● **AIM OF THE EXERCISE**:
Reproduce each of the following items line for line, changing nothing.
------------------------------
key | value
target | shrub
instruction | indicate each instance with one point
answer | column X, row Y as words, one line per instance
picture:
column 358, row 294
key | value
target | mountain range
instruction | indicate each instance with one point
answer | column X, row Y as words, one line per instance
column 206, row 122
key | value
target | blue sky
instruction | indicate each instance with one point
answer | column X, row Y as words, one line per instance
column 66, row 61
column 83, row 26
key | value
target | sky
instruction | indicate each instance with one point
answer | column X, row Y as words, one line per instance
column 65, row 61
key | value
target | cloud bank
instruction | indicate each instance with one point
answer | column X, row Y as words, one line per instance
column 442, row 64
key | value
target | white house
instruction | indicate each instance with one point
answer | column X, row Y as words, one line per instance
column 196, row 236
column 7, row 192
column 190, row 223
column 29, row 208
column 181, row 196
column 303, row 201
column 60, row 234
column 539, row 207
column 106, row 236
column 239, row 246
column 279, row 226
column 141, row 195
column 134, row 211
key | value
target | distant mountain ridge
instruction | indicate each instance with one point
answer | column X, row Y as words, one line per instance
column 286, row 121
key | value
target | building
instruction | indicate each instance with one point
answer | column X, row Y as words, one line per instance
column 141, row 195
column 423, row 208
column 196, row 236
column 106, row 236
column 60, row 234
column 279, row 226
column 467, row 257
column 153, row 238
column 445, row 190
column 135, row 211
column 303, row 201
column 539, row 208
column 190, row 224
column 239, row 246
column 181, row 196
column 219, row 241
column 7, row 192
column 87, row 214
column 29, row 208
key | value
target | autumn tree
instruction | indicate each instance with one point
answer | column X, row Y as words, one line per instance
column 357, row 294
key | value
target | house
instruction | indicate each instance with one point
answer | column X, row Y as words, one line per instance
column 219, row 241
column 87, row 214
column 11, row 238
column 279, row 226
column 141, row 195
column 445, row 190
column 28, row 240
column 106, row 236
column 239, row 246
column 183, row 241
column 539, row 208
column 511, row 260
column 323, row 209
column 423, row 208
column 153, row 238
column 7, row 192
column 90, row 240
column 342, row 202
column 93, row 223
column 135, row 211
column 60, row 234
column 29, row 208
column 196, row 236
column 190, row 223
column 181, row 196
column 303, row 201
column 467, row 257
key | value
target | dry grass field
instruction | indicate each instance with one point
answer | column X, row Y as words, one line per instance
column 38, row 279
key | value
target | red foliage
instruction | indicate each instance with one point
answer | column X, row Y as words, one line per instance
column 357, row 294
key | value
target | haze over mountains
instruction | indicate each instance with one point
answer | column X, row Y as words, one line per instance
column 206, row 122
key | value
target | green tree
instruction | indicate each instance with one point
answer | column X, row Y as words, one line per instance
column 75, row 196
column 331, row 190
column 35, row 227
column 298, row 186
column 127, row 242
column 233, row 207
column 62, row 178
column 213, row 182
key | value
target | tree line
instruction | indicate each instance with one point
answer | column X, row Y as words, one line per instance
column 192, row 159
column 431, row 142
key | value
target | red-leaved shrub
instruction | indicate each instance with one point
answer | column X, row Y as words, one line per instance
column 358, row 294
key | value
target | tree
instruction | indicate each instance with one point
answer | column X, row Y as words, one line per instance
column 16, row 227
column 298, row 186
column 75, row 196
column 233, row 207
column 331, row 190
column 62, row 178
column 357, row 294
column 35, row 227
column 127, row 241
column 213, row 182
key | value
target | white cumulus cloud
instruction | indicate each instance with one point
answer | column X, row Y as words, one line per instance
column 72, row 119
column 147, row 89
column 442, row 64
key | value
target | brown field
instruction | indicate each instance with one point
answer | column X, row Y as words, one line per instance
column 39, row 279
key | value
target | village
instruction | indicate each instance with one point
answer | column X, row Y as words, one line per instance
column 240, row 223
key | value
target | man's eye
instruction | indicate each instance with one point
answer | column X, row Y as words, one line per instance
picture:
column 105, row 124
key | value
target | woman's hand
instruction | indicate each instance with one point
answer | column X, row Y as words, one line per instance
------------------------------
● **TASK RESULT**:
key | value
target | shrub
instruction | indicate each instance with one point
answer | column X, row Y as words, one line per instance
picture:
column 358, row 294
key | value
target | mountain range
instruction | indicate each instance with one point
answer | column X, row Y as words, one line per instance
column 206, row 122
key | value
target | blue sky
instruction | indicate each instance with one point
answer | column X, row Y as words, one line per instance
column 66, row 61
column 83, row 26
key | value
target | sky
instruction | indicate each instance with one point
answer | column X, row Y as words, one line per instance
column 65, row 61
key | value
target | cloud bank
instruction | indicate each instance with one point
answer | column X, row Y as words, one line per instance
column 442, row 64
key | value
target | white house
instruction | indicate each instance with one point
answer | column X, row Y as words, one line per instance
column 196, row 236
column 7, row 192
column 190, row 223
column 29, row 208
column 181, row 196
column 303, row 201
column 60, row 234
column 539, row 207
column 106, row 236
column 239, row 246
column 279, row 226
column 141, row 195
column 134, row 211
key | value
target | distant mountain ridge
instruction | indicate each instance with one point
answer | column X, row Y as words, one line per instance
column 286, row 121
key | value
target | building
instruction | indicate each instance with one point
answer | column X, row Y as words, one line per instance
column 141, row 195
column 423, row 208
column 196, row 236
column 106, row 236
column 60, row 234
column 279, row 226
column 467, row 257
column 153, row 238
column 445, row 190
column 135, row 211
column 303, row 201
column 539, row 208
column 190, row 224
column 239, row 246
column 181, row 196
column 219, row 241
column 7, row 192
column 87, row 214
column 29, row 208
key | value
target | autumn tree
instruction | indicate each instance with one point
answer | column X, row Y as words, one line per instance
column 357, row 294
key | value
target | house
instruction | indicate each instance with one point
answer | column X, row Y as words, one line per instance
column 219, row 241
column 87, row 214
column 11, row 238
column 279, row 226
column 141, row 195
column 445, row 190
column 28, row 240
column 106, row 236
column 239, row 246
column 183, row 241
column 539, row 208
column 511, row 260
column 323, row 209
column 423, row 208
column 153, row 238
column 7, row 192
column 90, row 240
column 342, row 202
column 93, row 223
column 135, row 211
column 60, row 234
column 29, row 208
column 196, row 236
column 190, row 223
column 181, row 196
column 303, row 201
column 467, row 257
key | value
target | dry grass field
instruction | indicate each instance with one point
answer | column X, row Y as words, one line per instance
column 38, row 279
key | value
target | red foliage
instruction | indicate each instance with one point
answer | column X, row Y as words, one line per instance
column 357, row 294
key | value
target | haze over mountains
instruction | indicate each instance with one point
answer | column X, row Y as words, one line per instance
column 206, row 122
key | value
target | green tree
instruction | indicate each instance with one point
answer | column X, row Y as words, one line per instance
column 75, row 196
column 331, row 190
column 35, row 227
column 298, row 186
column 127, row 242
column 233, row 207
column 62, row 178
column 213, row 182
key | value
target | tree line
instruction | indicate each instance with one point
answer | column X, row Y as words, one line per instance
column 192, row 159
column 431, row 142
key | value
target | red-leaved shrub
instruction | indicate each instance with one point
answer | column X, row Y as words, one line per instance
column 358, row 294
key | value
target | tree
instruction | indicate each instance with one point
answer | column X, row Y as words, one line per instance
column 16, row 227
column 298, row 186
column 75, row 196
column 233, row 207
column 331, row 190
column 62, row 178
column 357, row 294
column 35, row 227
column 127, row 241
column 213, row 182
key | value
target | white cumulus cloud
instruction | indicate each instance with one point
answer | column X, row Y as words, one line per instance
column 72, row 119
column 147, row 89
column 442, row 64
key | value
target | brown field
instruction | indicate each instance with one point
answer | column X, row Y as words, one line per instance
column 39, row 279
key | value
target | village
instruction | indicate each instance with one point
answer | column X, row Y as words, one line per instance
column 240, row 223
key | value
target | man's eye
instruction | indicate each instance with one point
answer | column X, row Y as words, one line per instance
picture:
column 105, row 124
key | value
target | woman's hand
instruction | indicate each instance with one point
answer | column X, row Y as words, one line per instance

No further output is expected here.